## Goal of the exercise:
Please copy every record below exactly, but leave the pictures out.
-------- Task input
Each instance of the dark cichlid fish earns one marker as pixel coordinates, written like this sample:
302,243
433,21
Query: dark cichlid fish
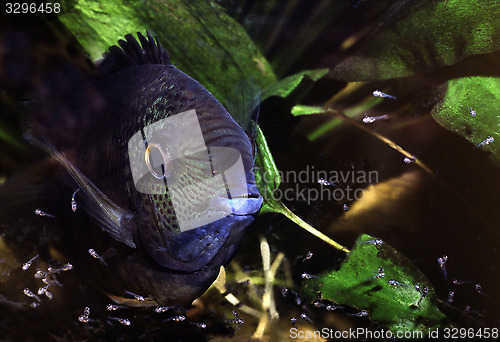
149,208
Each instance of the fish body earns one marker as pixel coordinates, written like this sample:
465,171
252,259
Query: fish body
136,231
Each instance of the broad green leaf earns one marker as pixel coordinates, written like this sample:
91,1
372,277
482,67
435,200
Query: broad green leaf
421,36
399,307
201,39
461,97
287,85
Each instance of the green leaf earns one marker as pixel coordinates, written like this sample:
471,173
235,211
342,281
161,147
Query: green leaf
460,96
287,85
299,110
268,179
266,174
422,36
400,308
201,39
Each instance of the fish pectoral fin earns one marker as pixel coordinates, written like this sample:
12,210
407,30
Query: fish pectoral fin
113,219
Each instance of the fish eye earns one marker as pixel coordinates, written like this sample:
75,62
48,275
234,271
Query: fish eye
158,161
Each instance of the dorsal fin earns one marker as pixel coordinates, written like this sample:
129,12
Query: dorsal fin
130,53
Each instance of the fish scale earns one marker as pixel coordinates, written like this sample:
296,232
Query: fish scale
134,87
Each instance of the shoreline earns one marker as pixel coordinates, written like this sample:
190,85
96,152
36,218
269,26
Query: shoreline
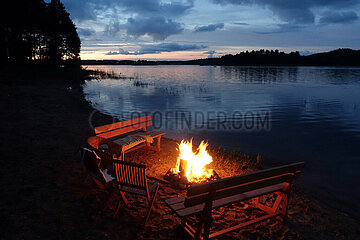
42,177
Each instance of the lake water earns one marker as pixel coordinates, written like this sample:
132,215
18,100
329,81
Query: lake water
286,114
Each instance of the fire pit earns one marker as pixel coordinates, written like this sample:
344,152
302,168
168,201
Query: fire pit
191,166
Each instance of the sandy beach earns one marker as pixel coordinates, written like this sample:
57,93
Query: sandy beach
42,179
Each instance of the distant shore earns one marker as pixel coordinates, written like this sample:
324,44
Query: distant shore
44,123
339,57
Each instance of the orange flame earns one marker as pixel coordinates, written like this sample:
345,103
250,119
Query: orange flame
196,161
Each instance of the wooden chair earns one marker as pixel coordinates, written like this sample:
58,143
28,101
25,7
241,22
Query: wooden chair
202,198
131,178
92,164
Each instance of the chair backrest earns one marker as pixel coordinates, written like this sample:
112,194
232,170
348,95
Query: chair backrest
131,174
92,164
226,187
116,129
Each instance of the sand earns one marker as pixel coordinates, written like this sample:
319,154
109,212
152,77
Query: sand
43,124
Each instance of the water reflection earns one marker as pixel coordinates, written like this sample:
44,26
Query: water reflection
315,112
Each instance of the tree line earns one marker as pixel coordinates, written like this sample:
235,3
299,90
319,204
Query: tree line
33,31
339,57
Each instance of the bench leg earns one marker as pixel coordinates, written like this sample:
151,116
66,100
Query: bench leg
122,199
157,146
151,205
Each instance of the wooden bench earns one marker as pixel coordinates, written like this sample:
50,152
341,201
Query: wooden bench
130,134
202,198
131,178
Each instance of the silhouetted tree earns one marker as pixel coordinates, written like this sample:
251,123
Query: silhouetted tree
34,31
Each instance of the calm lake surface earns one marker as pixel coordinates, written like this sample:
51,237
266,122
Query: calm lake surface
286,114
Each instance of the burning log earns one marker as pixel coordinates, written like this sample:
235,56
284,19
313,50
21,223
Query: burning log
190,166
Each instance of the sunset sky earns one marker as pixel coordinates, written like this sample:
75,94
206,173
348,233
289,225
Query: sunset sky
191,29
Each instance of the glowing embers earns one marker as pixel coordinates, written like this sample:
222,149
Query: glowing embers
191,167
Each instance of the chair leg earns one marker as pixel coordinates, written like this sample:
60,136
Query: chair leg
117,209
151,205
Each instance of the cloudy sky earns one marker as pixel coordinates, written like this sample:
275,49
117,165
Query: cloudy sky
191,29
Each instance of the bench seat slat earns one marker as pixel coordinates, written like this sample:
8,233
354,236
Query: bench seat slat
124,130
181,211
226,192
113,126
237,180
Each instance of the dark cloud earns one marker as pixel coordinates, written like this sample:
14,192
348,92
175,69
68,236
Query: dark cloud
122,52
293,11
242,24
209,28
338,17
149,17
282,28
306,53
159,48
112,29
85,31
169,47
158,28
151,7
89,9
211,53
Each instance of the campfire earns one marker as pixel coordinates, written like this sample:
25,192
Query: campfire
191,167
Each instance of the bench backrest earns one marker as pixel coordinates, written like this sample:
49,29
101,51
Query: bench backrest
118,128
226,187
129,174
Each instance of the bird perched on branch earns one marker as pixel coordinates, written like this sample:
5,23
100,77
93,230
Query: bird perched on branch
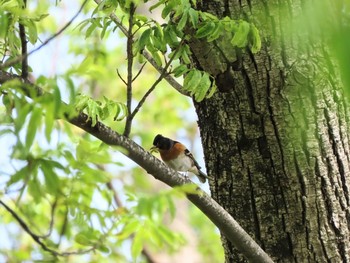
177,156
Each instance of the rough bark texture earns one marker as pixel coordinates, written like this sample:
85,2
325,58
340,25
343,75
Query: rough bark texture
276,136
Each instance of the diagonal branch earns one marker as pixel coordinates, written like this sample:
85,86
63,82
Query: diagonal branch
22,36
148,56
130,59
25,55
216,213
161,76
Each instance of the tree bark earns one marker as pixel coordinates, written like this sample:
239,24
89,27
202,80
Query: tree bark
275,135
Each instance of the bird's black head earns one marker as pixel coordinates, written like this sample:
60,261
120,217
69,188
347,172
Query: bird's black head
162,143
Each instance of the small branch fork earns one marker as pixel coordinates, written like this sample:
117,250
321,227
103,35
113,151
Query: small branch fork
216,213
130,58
----------------
## Answer to this task:
Each instance of the dark cichlid fish earns one marker as pixel coordinates, written like this sample:
302,243
433,21
Query: dark cichlid fish
149,208
Each instance of the fish body earns one marker as pixel coordinates, written like this sample:
465,171
252,259
Query: fish body
136,231
Each instance of the broad green leaf earns one marker as pixel coordinates, written like this sample:
91,1
372,277
482,67
435,200
Query: broad green leaf
421,36
399,307
201,39
461,97
287,85
Each instance of the green leaf earns one marker as pixel coordinates, written like this sample:
471,173
235,211
342,281
161,147
Query: green leaf
460,96
287,85
299,110
268,179
266,174
422,36
400,308
201,39
Each instance of the fish pectoral fin earns one marker as pixel coordinates, written like this sample:
12,210
407,30
Query: fish pectoral fin
113,219
Each instance of the fish eye earns one marker as pixel coordinates, written like this sample:
75,62
48,275
234,271
Query: fish eye
158,161
Each instance of the dorsal fin earns one marker as pixel coordinates, written like this sample:
129,12
Query: dorsal fin
130,53
Each instance of the fish scale earns one marker as pixel coordinates, written like this sample:
296,232
Query: fish scale
134,87
Each instance of the shoreline earns one marker as pixel coordinates, written like this sample:
190,85
96,152
36,218
269,26
Query: shoreline
42,177
Each instance of the lake water earns one marker as pixel coordinates, written like this sample:
132,215
18,100
329,81
Query: lake water
286,114
Each instance of the fire pit earns one marker as pixel coordinates, written like this sample:
344,152
302,168
168,201
Query: fire pit
191,166
Each instance of the sandy beach earns one marker as pixel coordinates, written like this sample:
57,93
Query: sandy beach
42,179
Each instance of the distant shore earns one marker as pixel coordinates, written like this sample:
324,44
Query: distant shore
44,123
339,57
Each instance of the orange flame earns one marker as pixel coordinates, written like this sample:
345,103
250,119
Query: orange flame
196,161
Each instance of the wooden chair earns one marker as pixel coordinates, written like this sample:
58,143
28,101
25,7
241,22
Query: wooden chair
202,198
131,178
92,164
Each instance of the chair backrest earns one marker as pixel coordinates, written like this sample:
112,194
232,170
348,95
Query: chair backrest
131,174
92,164
226,187
116,129
Each instance of the sand earns one marker as pixel coordinates, written like this sample:
319,154
109,212
152,77
Query: sand
43,124
Each instance of the water reflection earns one marker as pixel coordinates, written like this sample:
44,26
Query: water reflection
315,112
Each instance of the tree line earns one marker as pixel coordinates, written like this sample:
235,3
299,90
319,204
Query: tree line
33,31
339,57
Each instance of the bench leg earns one marker as pixel coordinates, written like this sample:
151,116
66,100
Query: bench leg
122,199
157,146
151,205
Each instance of the wooden bench earns one marker as pixel coordinates, written like this sample:
50,152
341,201
Query: wooden bench
130,134
202,198
131,178
Each instance of the silhouetted tree earns one marker as pixel coordinates, written like this sample:
251,123
Query: silhouetted tree
34,31
Each instance of the calm lake surface earns one marker as pixel coordinates, written like this sample:
51,237
266,122
Query: calm lake surface
286,114
Each instance of the burning log earns one marker as pixel coordinates, written like this sample:
235,56
284,19
313,50
21,223
Query: burning log
190,166
Each instance of the sunset sky earns one marker as pixel coordinates, written like this sample:
75,94
206,173
348,233
289,225
Query: sunset sky
191,29
Each instance of the glowing embers earns one marker as pixel coordinates, written like this sample:
222,149
Query: glowing embers
191,167
Each instance of the chair leg earns one marker as pixel coordinates, written like this sample:
60,136
Query: chair leg
117,209
151,205
Each instance of the cloudy sky earns one marker as pixel coordinates, written like this sample:
275,49
117,165
Query: cloudy sky
191,29
Each instance of the bench seat slat earns one marker as pixel coordinates, written like this sample:
8,233
354,236
Query: bench seat slat
124,130
181,211
226,192
113,126
237,180
Each instance of the dark cloud earns one marker as pixel coordinates, written like this sample:
14,192
348,92
175,69
68,236
Query: dark cloud
122,52
293,11
242,24
209,28
338,17
149,17
282,28
306,53
159,48
112,29
85,31
169,47
158,28
151,7
89,9
211,53
Each instance of the campfire earns one marker as pixel coordinates, written like this sample:
25,192
Query: campfire
191,167
Each instance of the bench backrest earns one marker as pixel coordinates, written like this sample:
49,29
101,51
Query: bench backrest
118,128
226,187
129,174
Each instance of the bird perched on branch earns one marker as pixel coordinates, written like this sample:
5,23
100,77
93,230
Query: bird perched on branch
177,156
Each instance of the rough bark texture earns one marker as pixel coordinates, written like this sample:
85,2
325,58
340,25
343,75
Query: rough bark texture
276,136
Each instance of the diagonal branch earns one marker as pixel coordinates, written like this sample:
85,86
63,82
Query: diagonal branch
22,36
148,56
130,59
25,55
216,213
161,76
Each instance of the tree bark earns one marker as pixel coordinates, written like this sample:
239,24
89,27
202,80
Query: tree bark
275,135
Each instance of the bird's black head earns one marker as pixel coordinates, written like this sample:
60,261
120,217
69,188
347,172
Query: bird's black head
162,143
Each instance of the small branch fork earns one marker as pixel coordinates, written like this sample:
117,250
321,227
103,35
113,151
Query: small branch fork
216,213
130,58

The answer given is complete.